INSTRUCTIONS TO FOLLOW ▸ Copy every one of the lines below word for word, leaving out the pictures.

A run of lines
+ + + +

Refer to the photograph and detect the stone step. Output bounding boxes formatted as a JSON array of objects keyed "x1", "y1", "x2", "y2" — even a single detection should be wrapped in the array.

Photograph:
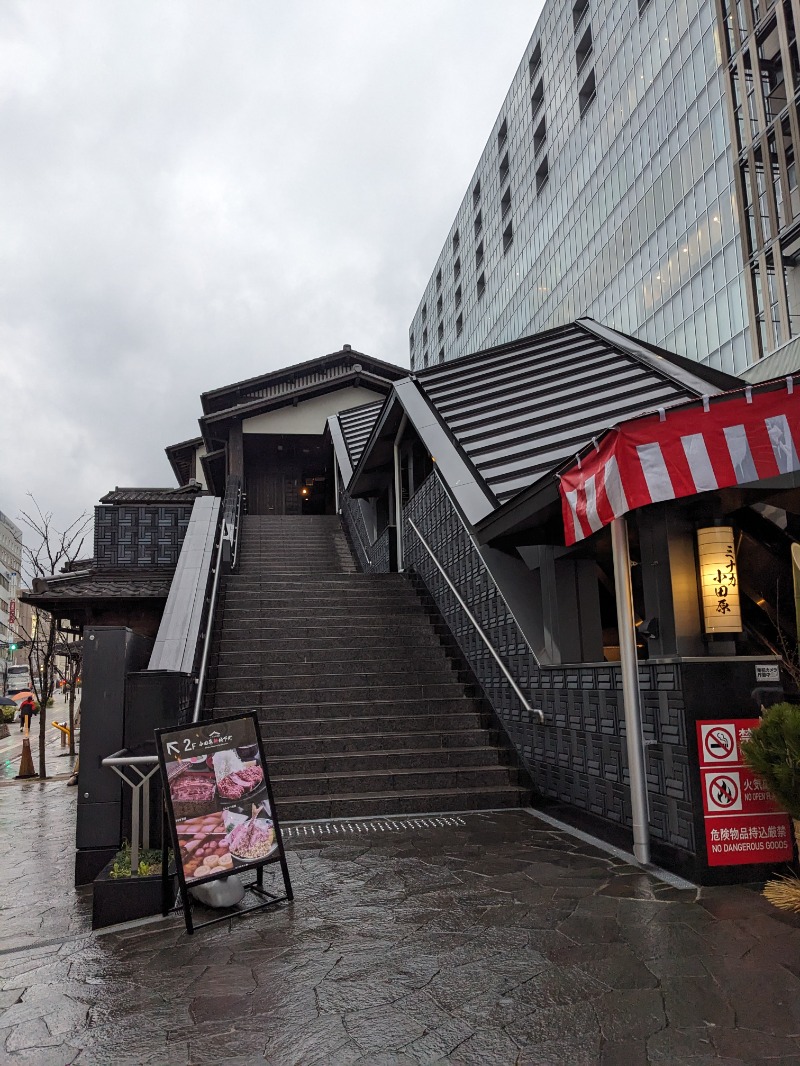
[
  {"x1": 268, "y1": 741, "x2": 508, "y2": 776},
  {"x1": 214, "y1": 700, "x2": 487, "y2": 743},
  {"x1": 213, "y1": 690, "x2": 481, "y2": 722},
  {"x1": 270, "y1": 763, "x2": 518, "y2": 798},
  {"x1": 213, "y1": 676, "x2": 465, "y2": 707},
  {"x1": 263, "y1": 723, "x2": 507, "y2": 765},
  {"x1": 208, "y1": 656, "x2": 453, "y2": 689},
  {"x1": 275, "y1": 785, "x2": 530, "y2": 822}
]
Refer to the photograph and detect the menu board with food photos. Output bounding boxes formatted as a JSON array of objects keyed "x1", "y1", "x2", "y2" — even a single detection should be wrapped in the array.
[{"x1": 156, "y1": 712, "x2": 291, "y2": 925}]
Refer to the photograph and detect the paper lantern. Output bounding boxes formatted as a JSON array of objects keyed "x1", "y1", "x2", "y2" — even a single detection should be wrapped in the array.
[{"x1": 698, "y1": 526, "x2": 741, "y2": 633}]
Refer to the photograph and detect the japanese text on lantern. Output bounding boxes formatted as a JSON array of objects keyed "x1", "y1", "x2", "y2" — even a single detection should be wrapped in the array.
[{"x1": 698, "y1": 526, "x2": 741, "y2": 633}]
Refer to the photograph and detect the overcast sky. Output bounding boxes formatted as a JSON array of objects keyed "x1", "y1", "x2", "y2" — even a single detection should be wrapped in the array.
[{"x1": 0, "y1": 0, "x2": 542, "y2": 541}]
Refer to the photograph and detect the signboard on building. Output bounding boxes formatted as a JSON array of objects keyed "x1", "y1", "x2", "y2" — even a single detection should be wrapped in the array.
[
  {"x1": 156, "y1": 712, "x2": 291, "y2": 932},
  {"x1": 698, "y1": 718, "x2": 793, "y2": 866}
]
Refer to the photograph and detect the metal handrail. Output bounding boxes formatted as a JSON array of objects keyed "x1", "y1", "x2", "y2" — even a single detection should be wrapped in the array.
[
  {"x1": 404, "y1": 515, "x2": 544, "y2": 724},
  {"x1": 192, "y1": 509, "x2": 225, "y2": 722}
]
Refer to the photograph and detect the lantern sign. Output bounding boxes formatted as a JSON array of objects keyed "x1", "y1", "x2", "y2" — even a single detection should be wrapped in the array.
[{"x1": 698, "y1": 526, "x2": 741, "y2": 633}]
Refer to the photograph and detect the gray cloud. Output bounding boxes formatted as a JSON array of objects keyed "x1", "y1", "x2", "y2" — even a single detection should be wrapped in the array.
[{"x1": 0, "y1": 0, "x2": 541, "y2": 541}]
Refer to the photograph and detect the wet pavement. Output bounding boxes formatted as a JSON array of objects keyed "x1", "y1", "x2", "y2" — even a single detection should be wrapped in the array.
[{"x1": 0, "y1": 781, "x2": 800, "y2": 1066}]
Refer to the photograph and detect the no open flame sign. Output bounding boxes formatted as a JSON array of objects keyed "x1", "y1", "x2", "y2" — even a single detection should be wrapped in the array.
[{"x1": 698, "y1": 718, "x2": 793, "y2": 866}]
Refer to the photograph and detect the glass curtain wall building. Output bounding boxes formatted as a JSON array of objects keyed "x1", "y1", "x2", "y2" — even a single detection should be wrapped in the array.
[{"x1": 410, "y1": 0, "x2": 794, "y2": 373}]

+ + + +

CORRECT ANSWER ▸
Refer to the photograph and detect the stone step. Output bounding boxes formatted as a JSON array of objects keyed "x1", "y1", "x2", "y2" — even a single detection should be wrapped in the array.

Photograph:
[
  {"x1": 268, "y1": 741, "x2": 508, "y2": 776},
  {"x1": 214, "y1": 700, "x2": 487, "y2": 743},
  {"x1": 213, "y1": 690, "x2": 481, "y2": 722},
  {"x1": 270, "y1": 763, "x2": 518, "y2": 798},
  {"x1": 213, "y1": 676, "x2": 465, "y2": 707},
  {"x1": 263, "y1": 723, "x2": 507, "y2": 765},
  {"x1": 208, "y1": 656, "x2": 453, "y2": 689},
  {"x1": 275, "y1": 785, "x2": 530, "y2": 822}
]
Refer to the photograph and detect the menu board with food photos. Output bounding boxes formatted as a JSON array of objects keyed "x1", "y1", "x2", "y2" — even a single detection should be wrapped in the array.
[{"x1": 156, "y1": 712, "x2": 291, "y2": 925}]
Refer to the photograph and detect the paper lantern. Output bounding boxes formatted as a JSON array of objects keyed "x1", "y1", "x2", "y2" — even a single detection should be wrapped in the array.
[{"x1": 698, "y1": 526, "x2": 741, "y2": 633}]
Refer to the photograph and detect the japanese text on lantern. Output bounding boxes formatted as a JSON array of objects keyed "x1", "y1", "x2", "y2" — even a single detection should be wrapped in the array.
[{"x1": 698, "y1": 526, "x2": 741, "y2": 633}]
Refer to the photograph and detect the overcast sky. Output bounding boxes formatted as a JSON array of objects keyed "x1", "y1", "x2", "y2" — even a single detection should be wrapped in the array.
[{"x1": 0, "y1": 0, "x2": 542, "y2": 541}]
Refer to the photograph and detect the signboard on building. Output bounding boxes formatted as a JSON array of objects keyed "x1", "y1", "x2", "y2" — even a single detection should be wrapped in the array.
[
  {"x1": 156, "y1": 712, "x2": 291, "y2": 932},
  {"x1": 698, "y1": 718, "x2": 793, "y2": 866}
]
Refer to the photograph and detect the metal handrail. Output bounding boxes formatted as a JSON array of objects keyed "x1", "y1", "x2", "y2" — even a single detection should be wrapped in the array.
[
  {"x1": 404, "y1": 515, "x2": 544, "y2": 724},
  {"x1": 192, "y1": 509, "x2": 225, "y2": 722}
]
Refer to the photograph and detect the lantern sign. Output bounding boxes formatted as a JSON array of objects keyed "x1", "y1", "x2", "y2" — even a single detection should be wrapped in the array.
[{"x1": 698, "y1": 526, "x2": 741, "y2": 633}]
Refer to the photograph and detect the gray cloud. Output bounding boxes formatted as a JSON array of objects keyed "x1", "y1", "x2", "y2" — even a single detection should be wrapped in the array.
[{"x1": 0, "y1": 0, "x2": 541, "y2": 541}]
Refer to the photograph and detect the wet pavement. Output bounding boxes formatted as a JSON array of objects keyed "x1", "y1", "x2", "y2" — even a single detection should be wrapped in the array.
[{"x1": 0, "y1": 781, "x2": 800, "y2": 1066}]
Refer to the photograph and detect the no open flame sign. Output bounding boxes formatted as a JSON array of objects keyed "x1", "y1", "x2", "y2" — even a single detection should be wrapped in the array.
[{"x1": 698, "y1": 718, "x2": 793, "y2": 866}]
Refer to the photograph and detect the glass curtain wall building. Output bounding boxes formatted as a JSON array of objects keyed "x1", "y1", "x2", "y2" — even a single detection should be wrapped in the array.
[{"x1": 410, "y1": 0, "x2": 794, "y2": 373}]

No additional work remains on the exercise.